WORK TO BE COMPLETED
Rewrite the listing below with "point localization" swapped for "point detection" wherever it occurs, leave everything else as it is, and omit the pictures.

DATA TO USE
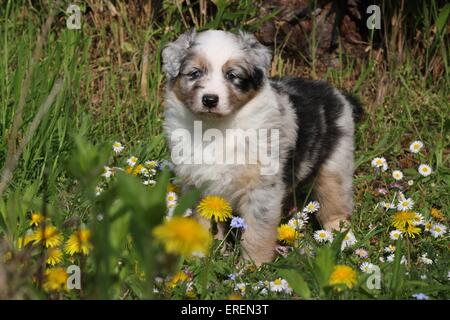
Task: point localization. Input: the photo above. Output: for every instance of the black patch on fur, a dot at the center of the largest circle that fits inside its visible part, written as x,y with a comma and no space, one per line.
317,109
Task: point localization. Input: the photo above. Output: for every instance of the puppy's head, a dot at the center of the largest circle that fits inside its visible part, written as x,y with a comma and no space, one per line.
214,73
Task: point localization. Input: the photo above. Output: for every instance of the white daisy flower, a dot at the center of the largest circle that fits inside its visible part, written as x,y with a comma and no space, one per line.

OUTPUT FOR THIS EXERCISE
Task: point detection. Input: the photo above. Output: for every instance of the black patch on fur, a dot at the center of the largest circle that fits inside its visible part, written as x,y with a comma and no space, one per line.
317,109
Task: point detection. Input: the photo above. Output: for every instance of the puppy's head, a dot at the center of the largest circle that fits inside its visible part, written as x,y with a comma and no space, one per line.
214,73
Task: point detection. Input: the photo above. Output: for every instance of the white daisy flower, a dot at the center of the largest circle that fits inside its visible part, written as x,y with a comma and no space, one per line.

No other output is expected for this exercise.